_Consigne 1_
D'après la source, qui aide Saeed à monter dans la camionnette ?

_Source_

La vidéo montre l’artilleur qui suit
Namir alors qu’il trébuche et tente de
se cacher derrière des ordures avant que
son corps n’explose au moment où les
projectiles frappent la maison.
Les paroles de
l’équipage sont écoeurantes.
Il y a cela, après
que Namir et d’autres aient été
déchiquetés :
- "Regardez ces
salauds morts."
- "Joli."
Et ça :
- "Joli tir."
- "Merci."
Saeed survit aux
premiers tirs. L’hélicoptère continue de
tourner, avec Saeed dans son viseur,
alors qu’il rampe, gravement blessé et
désespéré de vivre.
"Allez mon
pote... tout ce que tu as à faire, c’est
de prendre une arme", dit
l’artilleur, impatient d’en finir avec
Saeed.
Une camionnette
s’arrête. Deux hommes, dont le chauffeur
(dont les enfants sont à l’arrière),
aident Saeed, qui est mourant, à monter
dans la camionnette.
On entend encore
des discussions agitées au sujet de la
camionnette. Le Crazy Horse 1-8 ne tarde
pas à l’attaquer.
"Ouais, regarde
ça. En plein dans le pare-brise."

_Extrait de données_
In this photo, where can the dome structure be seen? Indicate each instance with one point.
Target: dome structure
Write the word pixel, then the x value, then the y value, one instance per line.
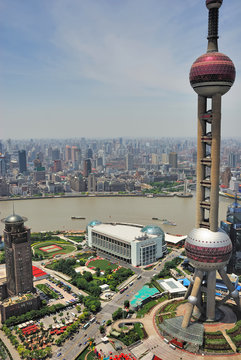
pixel 152 230
pixel 208 250
pixel 213 4
pixel 14 219
pixel 212 73
pixel 94 222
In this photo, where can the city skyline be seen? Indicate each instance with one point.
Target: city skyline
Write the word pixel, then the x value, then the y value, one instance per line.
pixel 103 69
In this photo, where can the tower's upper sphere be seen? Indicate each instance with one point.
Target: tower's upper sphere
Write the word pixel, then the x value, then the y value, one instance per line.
pixel 212 73
pixel 211 4
pixel 208 250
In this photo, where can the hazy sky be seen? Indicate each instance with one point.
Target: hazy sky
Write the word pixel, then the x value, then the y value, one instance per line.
pixel 109 68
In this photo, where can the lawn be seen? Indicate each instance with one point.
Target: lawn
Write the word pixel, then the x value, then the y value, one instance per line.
pixel 45 289
pixel 102 264
pixel 62 247
pixel 76 238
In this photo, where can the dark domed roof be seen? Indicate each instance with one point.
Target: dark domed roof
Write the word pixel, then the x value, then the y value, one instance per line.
pixel 212 73
pixel 152 230
pixel 14 219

_Consigne 2_
Mettez à jour la partie de la liste qui s'ouvre sur la ligne contenant « In this photo, where can the dark » et se termine à la fin de la liste, en remplaçant « instance » par « occurrence » sans rien changer d'autre. Ne renvoyez que ces lignes.

_Réponse attendue 1_
Deux hommes, dont le chauffeur.

_Réponse attendue 2_
In this photo, where can the dark domed roof be seen? Indicate each occurrence with one point.
Target: dark domed roof
Write the word pixel, then the x value, then the y value, one occurrence per line.
pixel 212 73
pixel 152 230
pixel 14 219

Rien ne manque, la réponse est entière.